-- WORK INSTRUCTIONS --
When you write the records again, keep every line exactly as it was.

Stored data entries
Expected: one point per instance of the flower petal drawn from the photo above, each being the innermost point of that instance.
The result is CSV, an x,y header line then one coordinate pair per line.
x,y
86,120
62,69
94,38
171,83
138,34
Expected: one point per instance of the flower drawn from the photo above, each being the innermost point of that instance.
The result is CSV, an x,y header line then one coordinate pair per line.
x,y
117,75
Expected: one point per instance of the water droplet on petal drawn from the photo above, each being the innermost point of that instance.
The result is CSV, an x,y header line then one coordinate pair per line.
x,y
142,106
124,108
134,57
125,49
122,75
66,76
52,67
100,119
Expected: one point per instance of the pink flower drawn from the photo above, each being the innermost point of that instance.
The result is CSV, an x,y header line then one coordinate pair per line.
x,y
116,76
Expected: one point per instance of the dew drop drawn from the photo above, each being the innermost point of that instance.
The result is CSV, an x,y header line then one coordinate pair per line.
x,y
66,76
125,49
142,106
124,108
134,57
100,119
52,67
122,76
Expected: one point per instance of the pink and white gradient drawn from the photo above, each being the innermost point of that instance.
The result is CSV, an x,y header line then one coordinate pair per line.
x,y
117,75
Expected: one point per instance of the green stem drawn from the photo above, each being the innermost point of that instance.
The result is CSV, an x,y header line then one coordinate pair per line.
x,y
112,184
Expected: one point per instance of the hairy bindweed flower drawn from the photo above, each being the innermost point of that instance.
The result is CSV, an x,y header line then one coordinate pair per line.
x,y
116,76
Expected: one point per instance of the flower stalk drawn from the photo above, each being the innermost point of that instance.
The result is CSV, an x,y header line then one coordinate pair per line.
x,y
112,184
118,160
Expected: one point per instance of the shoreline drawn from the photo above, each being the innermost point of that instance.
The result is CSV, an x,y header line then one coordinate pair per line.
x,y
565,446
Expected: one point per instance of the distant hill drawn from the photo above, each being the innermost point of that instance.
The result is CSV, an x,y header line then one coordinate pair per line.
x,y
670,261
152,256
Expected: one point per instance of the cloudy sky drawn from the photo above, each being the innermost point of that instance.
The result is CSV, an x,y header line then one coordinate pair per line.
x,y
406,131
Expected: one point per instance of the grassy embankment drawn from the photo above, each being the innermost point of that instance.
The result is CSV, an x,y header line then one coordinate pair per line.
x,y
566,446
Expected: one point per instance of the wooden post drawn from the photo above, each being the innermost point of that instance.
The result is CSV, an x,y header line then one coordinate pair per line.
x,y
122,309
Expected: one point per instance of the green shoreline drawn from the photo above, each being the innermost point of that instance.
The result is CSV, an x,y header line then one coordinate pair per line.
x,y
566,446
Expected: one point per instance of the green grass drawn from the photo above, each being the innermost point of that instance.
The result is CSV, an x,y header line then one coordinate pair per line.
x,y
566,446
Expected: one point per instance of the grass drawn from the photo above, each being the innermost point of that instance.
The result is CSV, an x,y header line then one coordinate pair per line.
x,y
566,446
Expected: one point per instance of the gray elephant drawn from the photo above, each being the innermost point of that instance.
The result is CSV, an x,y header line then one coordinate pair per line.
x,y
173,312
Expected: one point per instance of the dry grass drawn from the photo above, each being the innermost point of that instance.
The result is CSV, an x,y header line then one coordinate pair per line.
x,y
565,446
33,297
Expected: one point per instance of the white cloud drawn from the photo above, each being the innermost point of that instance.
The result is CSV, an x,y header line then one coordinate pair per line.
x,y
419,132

-- RESPONSE AREA --
Expected: one point per instance of the flower petal drawn from the photo above, each being the innermost point of that instance.
The result is CSV, an x,y header line then one coordinate pair per line.
x,y
86,120
62,69
94,38
171,83
138,34
Expected: one point per instance of the flower drawn from the photo above, each being the innermost point of that instance.
The result is CSV, an x,y header line then one coordinate pair per line.
x,y
117,75
Expected: one point per instance of the water droplet on petal drawn from the photo above, each being the innermost point of that instance.
The result is CSV, an x,y header line then one coordinate pair per line.
x,y
142,106
124,108
134,57
125,49
122,75
66,76
52,67
100,119
Expected: one point per instance of the pink flower drawn from the photo above, each being the innermost point of that instance.
The result is CSV, an x,y header line then one coordinate pair per line.
x,y
116,76
Expected: one point per instance of the dew drop drawn from the photo above, each being the innermost point of that instance.
The result is CSV, an x,y header line then one coordinate pair per line.
x,y
66,76
125,49
142,106
124,108
134,57
100,119
52,67
122,76
Expected: one point per instance of the pink and white gradient drawn from the photo above, each being the innermost point of that instance.
The result is CSV, an x,y header line then one coordinate pair per line.
x,y
117,75
Expected: one point per instance of the green stem drawn from the photo above, each being the innermost point of that instance.
The result is CSV, an x,y header line then one coordinate pair per line.
x,y
112,184
Expected: one point per instance of the hairy bindweed flower drawn from the photo above, each being the innermost point of that instance.
The result is CSV, an x,y header line then one coordinate pair per line.
x,y
116,76
Expected: one point per instance of the flower stalk drawn from the photo above, each being the innermost point of that instance.
The result is CSV, an x,y header line then one coordinate pair per line.
x,y
112,184
118,160
Expected: one point per instance of the shoreline drawn from the photo above, each being the innermost point of that instance.
The result is CSV, an x,y header line then one coordinate pair per line.
x,y
565,446
Expected: one point per instance of the distant hill drawn from the photo above, each being the innermost point of that instance.
The result is CSV, an x,y header line then one coordinate pair per line.
x,y
670,261
152,256
Expected: one point per instance of the cloudy sky drawn from the photo above, each being the innermost point of that instance.
The result is CSV, an x,y header line then one coordinate pair per line.
x,y
406,131
Expected: one point per instance of the grassy embankment drawn from the photo above, each being the innermost point of that instance.
The result is CSV, an x,y header line then one coordinate pair per line.
x,y
566,446
Expected: one point per instance of the wooden post drawn from the photo above, each being the innermost point of that instance.
The result is CSV, an x,y header line then one coordinate pair per line.
x,y
122,309
Expected: one point per instance of the green shoreline drawn from the photo above, each being the innermost point of that instance.
The result is CSV, an x,y header line then one coordinate pair per line.
x,y
566,446
Expected: one point per instance of the green grass drawn from the photo above, each being the innermost point of that instance.
The result is CSV, an x,y header line then one coordinate pair per line.
x,y
566,446
Expected: one point per instance of the grass drawn from the photo above, each being the innermost point of that instance.
The result is CSV, an x,y header line then one coordinate pair per line.
x,y
566,446
Expected: one point per instance of the gray elephant drawn from the photo above, each being the innermost point of that instance.
The result is CSV, an x,y header line then one coordinate pair per line.
x,y
173,312
Expected: one point per instance of the dry grass drawn from the photo above, each being the innermost point of that instance.
The result is CSV, an x,y header line then one coordinate pair per line.
x,y
565,446
33,297
Expected: one point per instance of the white cloud drawn from the photo above, each being the innermost point of that instance.
The result is CSV, an x,y header line then one coordinate pair per line.
x,y
419,132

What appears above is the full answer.